**Problem description**
In the records below, change "Target class" to "Object category" wherever it occurs and leave everything else the same.

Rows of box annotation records
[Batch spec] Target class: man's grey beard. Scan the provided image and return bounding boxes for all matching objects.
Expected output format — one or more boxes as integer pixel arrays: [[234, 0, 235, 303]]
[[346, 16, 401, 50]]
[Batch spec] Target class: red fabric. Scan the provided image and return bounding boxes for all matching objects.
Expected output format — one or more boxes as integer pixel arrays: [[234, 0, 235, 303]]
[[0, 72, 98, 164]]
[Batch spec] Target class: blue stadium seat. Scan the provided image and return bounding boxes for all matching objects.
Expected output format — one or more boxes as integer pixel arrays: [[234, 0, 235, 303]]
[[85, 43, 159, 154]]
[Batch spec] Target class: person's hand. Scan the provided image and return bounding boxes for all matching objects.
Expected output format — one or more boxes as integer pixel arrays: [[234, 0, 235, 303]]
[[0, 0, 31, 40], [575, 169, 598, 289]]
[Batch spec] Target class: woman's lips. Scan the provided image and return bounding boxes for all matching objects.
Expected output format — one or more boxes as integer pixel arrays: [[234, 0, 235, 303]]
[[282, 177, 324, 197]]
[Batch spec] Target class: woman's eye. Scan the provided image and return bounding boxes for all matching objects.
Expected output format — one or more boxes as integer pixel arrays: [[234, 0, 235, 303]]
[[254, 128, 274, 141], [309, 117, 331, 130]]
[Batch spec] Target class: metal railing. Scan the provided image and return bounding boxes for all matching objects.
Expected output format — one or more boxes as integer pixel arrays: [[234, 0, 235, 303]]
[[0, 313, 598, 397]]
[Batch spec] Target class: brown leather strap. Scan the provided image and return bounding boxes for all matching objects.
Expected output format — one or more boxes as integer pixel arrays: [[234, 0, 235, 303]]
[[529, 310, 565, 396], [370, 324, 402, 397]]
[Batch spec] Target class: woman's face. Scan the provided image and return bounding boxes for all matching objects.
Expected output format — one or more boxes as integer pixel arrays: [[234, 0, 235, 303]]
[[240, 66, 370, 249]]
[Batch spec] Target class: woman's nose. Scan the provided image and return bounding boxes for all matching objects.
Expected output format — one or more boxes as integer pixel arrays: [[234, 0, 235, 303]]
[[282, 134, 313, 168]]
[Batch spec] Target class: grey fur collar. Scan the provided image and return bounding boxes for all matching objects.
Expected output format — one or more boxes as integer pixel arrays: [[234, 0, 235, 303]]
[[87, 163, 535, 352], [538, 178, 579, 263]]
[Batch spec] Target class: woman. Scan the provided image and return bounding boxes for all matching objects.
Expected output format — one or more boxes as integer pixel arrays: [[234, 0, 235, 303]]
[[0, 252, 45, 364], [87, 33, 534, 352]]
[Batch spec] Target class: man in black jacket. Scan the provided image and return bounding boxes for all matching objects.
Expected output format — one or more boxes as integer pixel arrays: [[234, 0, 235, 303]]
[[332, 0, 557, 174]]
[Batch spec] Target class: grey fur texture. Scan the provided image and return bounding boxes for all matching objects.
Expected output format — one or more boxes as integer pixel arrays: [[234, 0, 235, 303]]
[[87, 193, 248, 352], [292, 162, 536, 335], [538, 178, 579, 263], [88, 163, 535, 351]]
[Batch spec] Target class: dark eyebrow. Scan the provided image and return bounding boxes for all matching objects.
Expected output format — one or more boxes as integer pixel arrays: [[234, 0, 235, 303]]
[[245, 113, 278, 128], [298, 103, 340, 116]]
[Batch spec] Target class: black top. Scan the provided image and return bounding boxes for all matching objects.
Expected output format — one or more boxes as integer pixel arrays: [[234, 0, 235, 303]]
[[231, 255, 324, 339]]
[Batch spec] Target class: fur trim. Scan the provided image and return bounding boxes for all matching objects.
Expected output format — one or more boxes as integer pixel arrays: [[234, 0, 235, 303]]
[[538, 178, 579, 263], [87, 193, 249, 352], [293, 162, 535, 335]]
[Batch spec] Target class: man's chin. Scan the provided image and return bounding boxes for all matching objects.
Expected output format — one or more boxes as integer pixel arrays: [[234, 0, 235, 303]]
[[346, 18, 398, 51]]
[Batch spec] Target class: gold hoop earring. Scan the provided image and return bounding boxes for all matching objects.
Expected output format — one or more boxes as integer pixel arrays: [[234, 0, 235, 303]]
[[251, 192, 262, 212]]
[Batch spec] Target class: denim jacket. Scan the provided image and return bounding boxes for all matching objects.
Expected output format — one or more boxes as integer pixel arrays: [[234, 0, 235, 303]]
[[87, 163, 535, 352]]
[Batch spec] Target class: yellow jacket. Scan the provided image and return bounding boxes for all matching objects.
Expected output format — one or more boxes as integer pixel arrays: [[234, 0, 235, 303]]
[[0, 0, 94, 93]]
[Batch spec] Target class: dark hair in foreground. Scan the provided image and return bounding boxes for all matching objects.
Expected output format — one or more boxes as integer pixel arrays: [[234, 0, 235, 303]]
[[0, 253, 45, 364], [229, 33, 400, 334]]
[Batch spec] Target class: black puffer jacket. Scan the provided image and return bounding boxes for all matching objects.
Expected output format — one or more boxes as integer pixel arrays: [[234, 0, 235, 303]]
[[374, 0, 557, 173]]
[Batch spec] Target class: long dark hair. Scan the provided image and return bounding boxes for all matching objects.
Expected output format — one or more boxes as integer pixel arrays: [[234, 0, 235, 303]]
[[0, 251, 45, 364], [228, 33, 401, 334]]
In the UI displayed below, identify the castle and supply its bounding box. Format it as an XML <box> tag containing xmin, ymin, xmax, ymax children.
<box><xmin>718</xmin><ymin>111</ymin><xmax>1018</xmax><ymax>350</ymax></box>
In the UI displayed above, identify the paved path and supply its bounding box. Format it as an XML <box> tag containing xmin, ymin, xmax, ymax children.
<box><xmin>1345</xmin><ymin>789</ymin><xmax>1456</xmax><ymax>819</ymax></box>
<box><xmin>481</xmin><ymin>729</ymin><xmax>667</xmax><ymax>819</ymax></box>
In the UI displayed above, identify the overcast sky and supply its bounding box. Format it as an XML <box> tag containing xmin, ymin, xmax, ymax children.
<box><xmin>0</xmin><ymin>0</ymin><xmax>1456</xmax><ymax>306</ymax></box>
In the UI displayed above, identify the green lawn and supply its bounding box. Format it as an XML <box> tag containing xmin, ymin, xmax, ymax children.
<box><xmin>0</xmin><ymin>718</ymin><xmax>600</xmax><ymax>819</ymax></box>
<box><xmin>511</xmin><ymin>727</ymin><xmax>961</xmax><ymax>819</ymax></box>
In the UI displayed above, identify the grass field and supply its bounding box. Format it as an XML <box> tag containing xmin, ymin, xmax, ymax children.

**Answer for this exercise**
[Batch spec] Object category: man's grey beard. Scan the provided image and return bounding boxes for all matching objects.
Expected output format — one or more boxes as integer pixel arrays: [[234, 0, 235, 303]]
[[346, 16, 401, 50]]
[Batch spec] Object category: red fabric. Scan the provided image and return bounding boxes for all matching objects.
Expected output format — one or more boxes as integer pixel arrays: [[234, 0, 235, 303]]
[[0, 72, 98, 164]]
[Batch spec] Object category: blue stadium seat. Scan the provided image and return bounding boxes for all matching objects.
Expected output format — one or more boxes as integer pixel arrays: [[234, 0, 235, 303]]
[[85, 43, 159, 154]]
[Batch spec] Object category: person's hand. Scan the provided image and return bounding boxes for all matching objects.
Expected output format — one or more boxes as integer pixel arrays: [[234, 0, 235, 303]]
[[0, 0, 31, 40], [575, 169, 598, 289]]
[Batch spec] Object category: woman's lips. Scan the provided image and return bounding boxes for all matching objects.
Expected output format — one or more boxes as integer pixel arrays: [[234, 0, 235, 303]]
[[282, 177, 324, 197]]
[Batch spec] Object category: woman's eye. Scan the provided image and return bounding boxes for all matching objects.
Expected output format — one or more boxes as integer pixel arrays: [[234, 0, 235, 303]]
[[254, 128, 274, 141], [309, 117, 331, 130]]
[Batch spec] Object category: metal railing. Scan the provided image and return bounding boxes for all matching objects.
Expected output format — one or more boxes as integer pixel arrays: [[234, 0, 235, 303]]
[[0, 313, 598, 397]]
[Batch spec] Object category: brown leather strap. Scan the provided image and return bounding boxes for all matching objects.
Expected output format — one or more boxes as integer pixel arrays: [[234, 0, 235, 303]]
[[529, 310, 565, 396], [370, 324, 402, 397]]
[Batch spec] Object category: woman's face. Scan the provided image and return bounding boxes for all matching objects.
Expected output format — one or more boxes as integer pixel arrays: [[234, 0, 235, 303]]
[[240, 66, 370, 249]]
[Batch spec] Object category: woman's nose. Scan the provided image and return bounding boxes for all matching objects.
Expected output format — one or more boxes as integer pixel arrays: [[234, 0, 235, 303]]
[[282, 134, 313, 168]]
[Batch spec] Object category: grey fur collar. Scan the provided image and return bounding boxes for all matching objects.
Expected output format — one or more boxes as integer pixel arrays: [[234, 0, 235, 303]]
[[87, 163, 535, 352], [538, 178, 579, 263]]
[Batch spec] Object category: woman. Scan the provided image and return bounding boxes for all matching objects.
Expected output format — one or more boxes as integer pixel arrays: [[234, 0, 235, 303]]
[[0, 252, 45, 364], [87, 33, 534, 352]]
[Batch spec] Object category: man in black jacket. Scan the provided image and return bounding boxes for all matching objects.
Expected output format — one or more boxes as integer pixel arrays: [[234, 0, 235, 303]]
[[332, 0, 557, 174]]
[Batch spec] Object category: grey fur texture. Scan the provided image and return bounding boxes for all matching objects.
Expected output format — one or more boxes as integer pixel arrays: [[234, 0, 235, 303]]
[[87, 193, 248, 352], [292, 162, 536, 335], [538, 178, 579, 263], [88, 163, 535, 351]]
[Batch spec] Object category: dark eyebrow. Scan the provided image and return bounding boxes for all matching objects.
Expected output format — one or more boxes as integer pixel arrays: [[234, 0, 235, 303]]
[[245, 113, 278, 128], [298, 103, 340, 116]]
[Batch spec] Object category: black top. Scan the provided image and return bounding boxes for all matching objects.
Expected output format — one or more boxes as integer pixel arrays: [[234, 0, 235, 303]]
[[231, 255, 324, 339]]
[Batch spec] Object category: fur trim. Scan the provided image and return bounding boxes for all matching objects.
Expected output format — one or more boxes as integer pixel arrays: [[234, 0, 235, 303]]
[[538, 178, 579, 263], [87, 193, 249, 352], [293, 162, 535, 335]]
[Batch spec] Object category: man's chin. Scan the provided image and return bounding boxes for all matching objects.
Expected output format — one or more boxes as integer pixel arrays: [[234, 0, 235, 303]]
[[346, 18, 398, 51]]
[Batch spec] Object category: gold hoop earring. Scan the provided image and return bounding boxes for all matching objects.
Expected output format — one or more boxes as integer pixel arrays: [[234, 0, 235, 303]]
[[251, 192, 262, 212]]
[Batch spec] Object category: denim jacket. Scan the provided image and return bounding boxes for all matching objects.
Expected output format — one or more boxes as integer pixel arrays: [[234, 0, 235, 303]]
[[87, 163, 535, 352]]
[Batch spec] Object category: yellow jacket. Scan the provided image and return bounding boxes for all matching objects.
Expected output format — one or more boxes as integer pixel arrays: [[234, 0, 235, 303]]
[[0, 0, 94, 93]]
[Batch spec] Object category: dark hair in foreground. Scan the provided image and return bounding boxes for all matching objects.
Expected output format — one or more boxes as integer pixel arrays: [[234, 0, 235, 303]]
[[0, 253, 45, 364], [229, 33, 400, 334]]
[Batch spec] Object category: black puffer jacket. Scan the provided image and return bounding boxes for all matching objects.
Expected output format — one or more boxes as integer pixel arrays: [[234, 0, 235, 303]]
[[374, 0, 557, 173]]
[Batch spec] Object category: long dark hair. Scan the provided image and return bounding boxes for all matching objects.
Expected output format — one or more boxes as integer pixel arrays: [[234, 0, 235, 303]]
[[0, 251, 45, 364], [228, 33, 401, 334]]
In the UI displayed below, identify the castle and supply its bounding box. Format it as an XML <box> tag containing xmin, ymin, xmax, ymax children.
<box><xmin>718</xmin><ymin>111</ymin><xmax>1018</xmax><ymax>350</ymax></box>
In the UI displayed above, identify the paved path and supply its bounding box. Format it as an XML <box> tag containing xmin, ymin, xmax, ymax children.
<box><xmin>1345</xmin><ymin>789</ymin><xmax>1456</xmax><ymax>819</ymax></box>
<box><xmin>481</xmin><ymin>729</ymin><xmax>667</xmax><ymax>819</ymax></box>
In the UI displayed above, identify the overcast sky and supply its bounding box. Format it as an XML <box> tag containing xmin, ymin, xmax, ymax children.
<box><xmin>0</xmin><ymin>0</ymin><xmax>1456</xmax><ymax>306</ymax></box>
In the UI displayed above, identify the green lawn and supply its bounding box. Format it as an XML <box> tag containing xmin, ymin, xmax, ymax children.
<box><xmin>0</xmin><ymin>718</ymin><xmax>600</xmax><ymax>819</ymax></box>
<box><xmin>511</xmin><ymin>727</ymin><xmax>961</xmax><ymax>819</ymax></box>
In the UI displayed above, identify the grass field and supply its bounding box. Format it as an XML <box> tag containing xmin, ymin, xmax, ymax children.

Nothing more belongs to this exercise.